**EXERCISE TASK**.
Return the data unchanged, from its first line through the line containing "column 168, row 155", with both lines included.

**RECORDS SHOWN**.
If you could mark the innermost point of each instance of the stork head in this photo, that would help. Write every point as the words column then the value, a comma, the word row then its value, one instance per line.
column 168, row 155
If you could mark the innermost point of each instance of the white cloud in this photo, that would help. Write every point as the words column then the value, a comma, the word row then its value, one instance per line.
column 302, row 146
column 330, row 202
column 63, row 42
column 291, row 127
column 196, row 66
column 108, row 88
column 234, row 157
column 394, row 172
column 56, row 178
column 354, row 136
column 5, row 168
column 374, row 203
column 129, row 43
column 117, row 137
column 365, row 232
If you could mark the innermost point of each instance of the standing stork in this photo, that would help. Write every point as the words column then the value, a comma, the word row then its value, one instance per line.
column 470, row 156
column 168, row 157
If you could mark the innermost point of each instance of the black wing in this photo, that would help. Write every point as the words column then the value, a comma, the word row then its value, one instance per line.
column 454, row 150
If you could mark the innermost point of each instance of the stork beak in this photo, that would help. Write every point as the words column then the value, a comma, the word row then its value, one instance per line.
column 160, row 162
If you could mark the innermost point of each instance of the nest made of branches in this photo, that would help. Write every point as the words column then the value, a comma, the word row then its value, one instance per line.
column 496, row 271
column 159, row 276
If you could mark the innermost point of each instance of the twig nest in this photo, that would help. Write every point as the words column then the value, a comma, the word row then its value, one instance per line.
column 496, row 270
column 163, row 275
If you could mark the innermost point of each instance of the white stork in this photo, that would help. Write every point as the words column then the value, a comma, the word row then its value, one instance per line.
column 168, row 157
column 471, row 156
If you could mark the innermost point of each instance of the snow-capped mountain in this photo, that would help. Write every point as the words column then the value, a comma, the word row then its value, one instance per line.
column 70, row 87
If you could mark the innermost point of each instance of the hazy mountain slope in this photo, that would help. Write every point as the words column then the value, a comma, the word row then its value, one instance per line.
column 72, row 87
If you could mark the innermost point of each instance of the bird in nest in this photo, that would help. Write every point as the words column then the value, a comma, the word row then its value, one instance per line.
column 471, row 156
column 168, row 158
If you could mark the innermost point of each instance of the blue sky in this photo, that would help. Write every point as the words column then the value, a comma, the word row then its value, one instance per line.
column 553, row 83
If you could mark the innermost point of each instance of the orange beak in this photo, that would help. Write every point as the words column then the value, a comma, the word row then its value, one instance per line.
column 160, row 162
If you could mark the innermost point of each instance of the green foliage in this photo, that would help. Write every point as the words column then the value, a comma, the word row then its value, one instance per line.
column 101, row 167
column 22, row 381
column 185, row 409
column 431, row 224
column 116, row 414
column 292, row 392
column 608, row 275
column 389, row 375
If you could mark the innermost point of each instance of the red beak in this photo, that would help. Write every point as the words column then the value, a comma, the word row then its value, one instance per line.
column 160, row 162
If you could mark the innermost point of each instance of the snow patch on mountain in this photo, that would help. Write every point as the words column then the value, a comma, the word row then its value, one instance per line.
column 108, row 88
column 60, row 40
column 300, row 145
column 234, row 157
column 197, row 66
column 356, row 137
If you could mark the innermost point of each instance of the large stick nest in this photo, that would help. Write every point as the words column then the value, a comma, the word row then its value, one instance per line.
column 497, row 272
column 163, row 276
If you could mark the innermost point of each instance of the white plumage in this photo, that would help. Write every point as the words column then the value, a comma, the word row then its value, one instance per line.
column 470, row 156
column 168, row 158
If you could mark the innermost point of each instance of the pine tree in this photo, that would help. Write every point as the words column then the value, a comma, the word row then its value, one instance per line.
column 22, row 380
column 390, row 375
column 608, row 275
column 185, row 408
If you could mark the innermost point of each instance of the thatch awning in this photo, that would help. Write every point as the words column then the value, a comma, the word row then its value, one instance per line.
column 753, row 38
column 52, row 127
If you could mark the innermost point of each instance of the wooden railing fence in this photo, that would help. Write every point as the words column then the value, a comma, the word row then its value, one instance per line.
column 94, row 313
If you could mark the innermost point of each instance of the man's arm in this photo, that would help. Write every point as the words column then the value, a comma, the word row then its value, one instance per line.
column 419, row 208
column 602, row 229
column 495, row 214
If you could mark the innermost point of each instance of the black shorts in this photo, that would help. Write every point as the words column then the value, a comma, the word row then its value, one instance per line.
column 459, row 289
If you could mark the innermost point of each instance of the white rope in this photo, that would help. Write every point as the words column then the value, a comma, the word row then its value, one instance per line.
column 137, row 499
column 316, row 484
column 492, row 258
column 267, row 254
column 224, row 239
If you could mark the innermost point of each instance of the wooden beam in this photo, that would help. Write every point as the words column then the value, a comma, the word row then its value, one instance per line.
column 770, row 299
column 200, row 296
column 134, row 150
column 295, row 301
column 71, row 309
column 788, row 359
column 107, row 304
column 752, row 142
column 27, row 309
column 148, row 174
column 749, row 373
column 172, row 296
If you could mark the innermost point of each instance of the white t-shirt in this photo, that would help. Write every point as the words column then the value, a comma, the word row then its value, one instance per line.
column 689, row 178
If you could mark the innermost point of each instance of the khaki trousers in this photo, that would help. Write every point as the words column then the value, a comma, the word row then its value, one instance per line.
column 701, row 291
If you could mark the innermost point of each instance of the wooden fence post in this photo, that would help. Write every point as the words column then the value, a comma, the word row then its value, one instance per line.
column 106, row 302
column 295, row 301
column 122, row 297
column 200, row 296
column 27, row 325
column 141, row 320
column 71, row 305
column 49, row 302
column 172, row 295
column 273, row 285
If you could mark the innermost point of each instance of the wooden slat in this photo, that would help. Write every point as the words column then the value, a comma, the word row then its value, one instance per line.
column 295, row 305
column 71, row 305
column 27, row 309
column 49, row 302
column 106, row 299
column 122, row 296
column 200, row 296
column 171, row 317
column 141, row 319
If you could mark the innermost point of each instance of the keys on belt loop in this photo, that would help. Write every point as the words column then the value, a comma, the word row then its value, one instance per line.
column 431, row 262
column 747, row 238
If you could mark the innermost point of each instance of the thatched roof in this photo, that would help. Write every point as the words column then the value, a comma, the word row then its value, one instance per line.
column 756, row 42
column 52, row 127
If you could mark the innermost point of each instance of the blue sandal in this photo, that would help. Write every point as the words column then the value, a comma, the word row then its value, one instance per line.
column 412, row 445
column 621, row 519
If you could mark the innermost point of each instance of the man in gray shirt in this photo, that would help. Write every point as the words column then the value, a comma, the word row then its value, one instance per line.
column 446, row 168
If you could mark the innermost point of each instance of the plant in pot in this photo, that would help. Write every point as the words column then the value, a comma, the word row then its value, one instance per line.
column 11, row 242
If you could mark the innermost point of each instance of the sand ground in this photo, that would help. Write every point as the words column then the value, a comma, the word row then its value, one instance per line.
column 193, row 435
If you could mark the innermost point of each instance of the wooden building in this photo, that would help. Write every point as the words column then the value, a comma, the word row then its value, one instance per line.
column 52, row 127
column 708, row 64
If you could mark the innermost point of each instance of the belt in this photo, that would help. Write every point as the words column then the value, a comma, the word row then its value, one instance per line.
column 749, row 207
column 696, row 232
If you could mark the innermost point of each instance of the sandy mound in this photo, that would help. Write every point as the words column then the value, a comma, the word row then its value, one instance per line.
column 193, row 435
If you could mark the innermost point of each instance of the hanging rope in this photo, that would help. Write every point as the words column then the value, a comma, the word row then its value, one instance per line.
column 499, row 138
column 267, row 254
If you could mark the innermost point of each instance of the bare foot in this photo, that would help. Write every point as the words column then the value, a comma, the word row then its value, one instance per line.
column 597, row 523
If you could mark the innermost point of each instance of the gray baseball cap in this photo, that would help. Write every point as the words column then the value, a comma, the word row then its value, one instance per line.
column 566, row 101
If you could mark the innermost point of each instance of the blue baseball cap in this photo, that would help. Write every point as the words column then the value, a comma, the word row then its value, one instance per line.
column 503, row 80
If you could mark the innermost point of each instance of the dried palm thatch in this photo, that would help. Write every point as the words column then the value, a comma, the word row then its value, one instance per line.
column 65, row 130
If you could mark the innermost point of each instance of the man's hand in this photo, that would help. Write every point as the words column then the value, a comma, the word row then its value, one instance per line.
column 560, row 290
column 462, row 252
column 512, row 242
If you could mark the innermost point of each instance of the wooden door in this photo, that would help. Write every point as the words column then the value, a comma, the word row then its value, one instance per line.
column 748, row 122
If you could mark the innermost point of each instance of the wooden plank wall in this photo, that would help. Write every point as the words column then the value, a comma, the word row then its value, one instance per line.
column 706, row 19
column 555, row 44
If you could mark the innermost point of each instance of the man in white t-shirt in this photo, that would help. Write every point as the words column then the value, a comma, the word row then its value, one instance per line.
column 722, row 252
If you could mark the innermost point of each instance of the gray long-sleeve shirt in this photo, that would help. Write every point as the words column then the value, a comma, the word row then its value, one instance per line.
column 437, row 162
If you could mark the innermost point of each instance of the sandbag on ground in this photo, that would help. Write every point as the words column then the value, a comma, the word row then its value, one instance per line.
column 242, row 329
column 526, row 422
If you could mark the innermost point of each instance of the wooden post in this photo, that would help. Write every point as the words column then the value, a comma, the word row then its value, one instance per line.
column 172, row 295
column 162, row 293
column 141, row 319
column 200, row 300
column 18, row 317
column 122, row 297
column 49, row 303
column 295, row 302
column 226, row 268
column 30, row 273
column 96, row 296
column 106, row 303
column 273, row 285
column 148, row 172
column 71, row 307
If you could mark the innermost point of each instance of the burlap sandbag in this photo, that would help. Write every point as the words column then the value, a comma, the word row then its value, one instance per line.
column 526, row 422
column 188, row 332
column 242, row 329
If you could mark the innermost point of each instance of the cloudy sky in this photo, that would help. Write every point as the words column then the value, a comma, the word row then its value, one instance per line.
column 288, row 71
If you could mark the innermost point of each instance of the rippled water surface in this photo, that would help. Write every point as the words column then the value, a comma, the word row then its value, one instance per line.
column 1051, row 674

**SOLVED PROBLEM**.
If you could mark the innermost point of each instance of the stork head in this photo, that would help. Write every point as the words column then the value, a comma, the word row then its value, one instance per line.
column 168, row 155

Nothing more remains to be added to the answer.